But this week, Ice Cube is celebrating roughly four decades in this rap sh*t. The release of his latest album, Man Up, comes less than a year after its predecessor, Man Down. Between both projects, Cube has made it clear that the world’s chaos has stirred in his soul. Each of his albums has served as an overview of social issues—from the aftermath of the Rodney King trial on The Predator to the lack of a moral code in the digital age on Man Up. “Street knowledge is something that I’ve always been proud of to push, and I feel like as long as I’m living and as long as I’m observing what’s going on around me, that I’ll always have something to rap about and always have an expression to try to put across, you know, a message or just spitting game, if I can,” he tells HotNewHipHop.
This timeliness has turned each project into a time capsule of street knowledge, a philosophy that blends lived experience with critique; knowledge that comes from navigating systems stacked against you, then reframing it as both survival strategy and truth-telling. And he delivers it as unadulterated truth—sharp, uncompromising, and not easily digestible.
Ahead of the release of Man Up and the Truth To Power: 40 Years of Attitude tour, we caught up with Ice Cube to discuss the creative process behind his new project, the evolution of hip-hop criticism, the culture’s resilience against the mainstream, and why he trusts his gut instinct more than any A&R.
This interview has been edited and condensed for clarity.
Photo by Jeremiah Lazo
HNHH: After releasing Man Down last year, you’re returning with Man Up. How do you think these projects speak to where your head is at right now, both philosophically and creatively?
Ice Cube: Creatively, I feel like I’m in a groove. I can make songs that have different angles but still have the same flavor, so to speak. And so that’s great for artists to be able to do different forms of expression, but still stay in my wheelhouse. Street knowledge is something that I’ve always been proud of, to push and I feel like as long as I’m living and as long as I’m observing what’s going on around me, that I’ll always have something to rap about and always have an expression to try to put across, you know, a message or just spitting game, if I can.
What was the recording process like for these two projects?
Man Down was recorded first, and then I jumped into Man Up. It was really about staying in the groove. I had accumulated a lot of great music that I didn’t have a chance to get to. And I still feel like I had things to say that were just flavored a little differently than the Man Down record, which was, you know, pretty much talking about most of the things that had us going in the wrong direction as men.
This, to me, is just not really the polar opposite, but it’s going in the opposite direction. You know, it’s talking about things I think some men need to hear to stand up straighter.
What’s one song from the album that you feel men need to hear?
You know, I got a song called “Man Power.” It can have several meanings. You know, it could be do you have the manpower within yourself to do what it takes? And do you have enough help if you need manpower to get a job done? So it’s a record about kind of getting yourself in order. I got records like “Freedumb” and it’s just highlighting how many ways that they’re really sucking us into this digital age. And you can be dumb for free, pretty much. Records like that, I think, are records that are timely.

**SUPPLIED MATERIAL**:

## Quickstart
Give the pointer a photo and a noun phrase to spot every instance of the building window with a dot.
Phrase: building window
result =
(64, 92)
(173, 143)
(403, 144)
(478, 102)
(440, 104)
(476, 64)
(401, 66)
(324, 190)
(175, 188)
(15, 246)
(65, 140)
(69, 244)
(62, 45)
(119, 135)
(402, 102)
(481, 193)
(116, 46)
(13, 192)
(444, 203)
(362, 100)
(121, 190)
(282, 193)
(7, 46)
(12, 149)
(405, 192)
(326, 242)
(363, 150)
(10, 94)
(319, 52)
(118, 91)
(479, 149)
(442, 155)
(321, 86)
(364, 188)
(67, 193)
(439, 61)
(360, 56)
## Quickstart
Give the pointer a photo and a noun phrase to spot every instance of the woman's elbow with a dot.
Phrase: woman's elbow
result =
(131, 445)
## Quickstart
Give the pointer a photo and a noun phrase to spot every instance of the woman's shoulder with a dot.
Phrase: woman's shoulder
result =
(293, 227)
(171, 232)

**SET TASKS**:
1 > What is the name of the tour mentioned in the Ice Cube interview?
2 > Continue the Ice Cube interview, picking up right after its final answer.

**RESULTS OF THE TASKS**:
1 > Truth To Power: 40 Years of Attitude

2 >
I also got a record called “Forgive Me If You Ain’t With Me.” I think a lot of people feel that way too, you know? Like, don’t be halfway on my team. Either you’re all the way with me, or just forget about me. Keep going, do you and I’ll do me. And [the record] “What You Gonna Do About It?” You know, a lot of people talk shit all day, but they ain’t really gonna do nothing about their situation or better it. So it’s kind of like put up or shut up. So, you know, I think those are a few songs that highlight the feel of the record.
You’ve had such a storied career and faced a lot of the early criticism that hip hop continues to face. Going back to the N.W.A days, where gangster rap was being blamed for issues like gang violence and misogyny. With “Before Hip Hop,” it kind of continues that theme of combating the narrative that hip-hop has carried throughout the years. From your perspective, what parallels do you see between those early criticisms and what today’s new generation of artists face?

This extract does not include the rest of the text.